Dans son rapport de suivi de la situation économique en Algérie, publié en avril, la Banque mondiale anticipait une baisse à 24,2 milliards de dollars des réserves de change, soit environ 6,1 mois d'importations à fin 2020, sur la base d'un prix moyen de 30 dollars le baril. L'ampleur et la progression rapide des déficits budgétaire et courant "exigent une action urgente, car la dette publique augmente, les réserves devraient s'épuiser en 2021 et des engagements hors bilan sont imminents", avait alerté l'institution de Bretton Woods en avril.
Lié au déficit de la balance des paiements, l'épuisement dès l'année prochaine des réserves de change est un scénario très probable, de l'avis même de nombreux économistes, dont Lachemi Siagh, expert en stratégies et financements internationaux. "En raison du déficit du compte courant et d'un compte de capital pratiquement inactif, la baisse des réserves de change, qui étaient de 194 milliards de dollars à la fin de 2014, s'est accélérée avec une moyenne de 20 milliards de dollars par an. Le contexte de la crise pétrolière aggravée par la crise sanitaire va stimuler davantage cette accélération, ce qui présage d'un épuisement des réserves de change l'année prochaine", estime Lachemi Siagh, contacté par Liberté. Selon lui, la hausse à 18,8 milliards de dollars du déficit de la balance des paiements rapportée par le PLFC est "l'expression du fait qu'il y a plus de devises qui sortent (dividendes de sociétés étrangères, parts des associés de Sonatrach, importations de services) que de devises qui rentrent en Algérie".

----------

*TÂCHES À RÉALISER:*
a. Dans le texte ci-dessus sur les réserves de change de l'Algérie, relevez toutes les sorties de devises citées entre parenthèses.
b. Poursuivez le texte ci-dessus sur les réserves de change de l'Algérie en partant de sa dernière phrase.

(Enregistrements sources)
----------

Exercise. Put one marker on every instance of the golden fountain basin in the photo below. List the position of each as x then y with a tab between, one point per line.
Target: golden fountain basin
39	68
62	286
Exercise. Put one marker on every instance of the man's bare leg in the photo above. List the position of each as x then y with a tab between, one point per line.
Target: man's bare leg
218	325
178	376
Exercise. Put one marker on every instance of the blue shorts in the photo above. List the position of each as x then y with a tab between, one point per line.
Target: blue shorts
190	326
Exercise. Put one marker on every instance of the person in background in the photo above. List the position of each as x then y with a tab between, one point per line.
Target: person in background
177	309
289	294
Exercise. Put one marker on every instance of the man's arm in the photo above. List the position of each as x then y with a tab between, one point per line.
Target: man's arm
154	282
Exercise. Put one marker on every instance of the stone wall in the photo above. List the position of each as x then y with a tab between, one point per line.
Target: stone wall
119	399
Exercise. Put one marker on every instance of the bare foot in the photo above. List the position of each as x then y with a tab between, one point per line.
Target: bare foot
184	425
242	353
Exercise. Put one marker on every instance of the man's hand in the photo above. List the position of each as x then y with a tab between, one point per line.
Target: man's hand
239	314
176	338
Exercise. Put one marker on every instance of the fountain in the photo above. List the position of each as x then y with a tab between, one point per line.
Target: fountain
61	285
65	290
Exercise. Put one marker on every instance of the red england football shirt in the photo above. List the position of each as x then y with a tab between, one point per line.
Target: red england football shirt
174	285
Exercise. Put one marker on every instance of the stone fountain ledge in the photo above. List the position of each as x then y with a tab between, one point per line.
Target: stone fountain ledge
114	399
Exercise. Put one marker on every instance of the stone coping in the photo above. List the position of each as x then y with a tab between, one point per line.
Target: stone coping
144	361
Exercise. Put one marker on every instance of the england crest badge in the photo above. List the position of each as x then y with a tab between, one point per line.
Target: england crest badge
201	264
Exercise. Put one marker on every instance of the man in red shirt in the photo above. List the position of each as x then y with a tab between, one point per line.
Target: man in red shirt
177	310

----------

*RÉPONSES PAR TÂCHE:*
a.
- dividendes de sociétés étrangères
- parts des associés de Sonatrach
- importations de services

b.
Les économistes pessimistes
La Banque d'Algérie a maintes fois alerté sur l'excès de la dépense intérieure brute de l'ensemble des agents économiques sur le revenu national ; "autrement dit, quasiment l'excès des importations de biens et services sur les exportations".
Faute de réformes structurelles et d'ajustements budgétaires auxquels avait appelé la Banque centrale, l'érosion des réserves de change s'était accélérée depuis 2014 avec, au compteur, une ponction moyenne de 20 milliards de dollars par an. Cette fonte devrait s'accélérer encore cette année, dans un contexte de double choc pétrolier et sanitaire. "Le pouvoir a toujours compté sur la rente et refusé de créer une économie diversifiée et exportatrice capable de générer des rentrées de devises. De même il n'a pas été permis à des entreprises algériennes d'opérer à l'étranger et rapatrier des dividendes en devises. Dès lors, sauf mobilisation de financements extérieurs, ce que le gouvernement refuse de faire, il n'y a pas d'autres solutions à court terme que le recours au FMI", tranche Lachemi Siagh. Souhil Meddah, analyste financier, n'exclut pas, lui aussi, l'hypothèse d'une fin naturelle des réserves de change si cette situation de récession de l'économie mondiale venait à s'inscrire dans la durée.
En revanche, si cette situation de crise mondiale se révélait limitée dans le temps et ne dépasserait pas le début du quatrième trimestre de l'année, avec une probabilité que la reprise mondiale viendrait à doper les prix du pétrole vers le début 2021, "le rythme du déficit sera résorbé proportionnellement avec l'effet de limitation des dépenses et des importations", estime Souhil Meddah. D'après lui, seul un blocage total des engagements vis-à-vis de l'extérieur serait en mesure de limiter l'érosion des réserves de change.
Or, dans ce cas de figure, le verrouillage des transactions avec l'extérieur "affectera les ressources intérieures pour les pousser vers une situation de déséquilibre total". Pour ainsi dire, la situation des comptes extérieurs est jugée préoccupante et pourrait se solder par l'épuisement des réserves en devises dès l'année prochaine.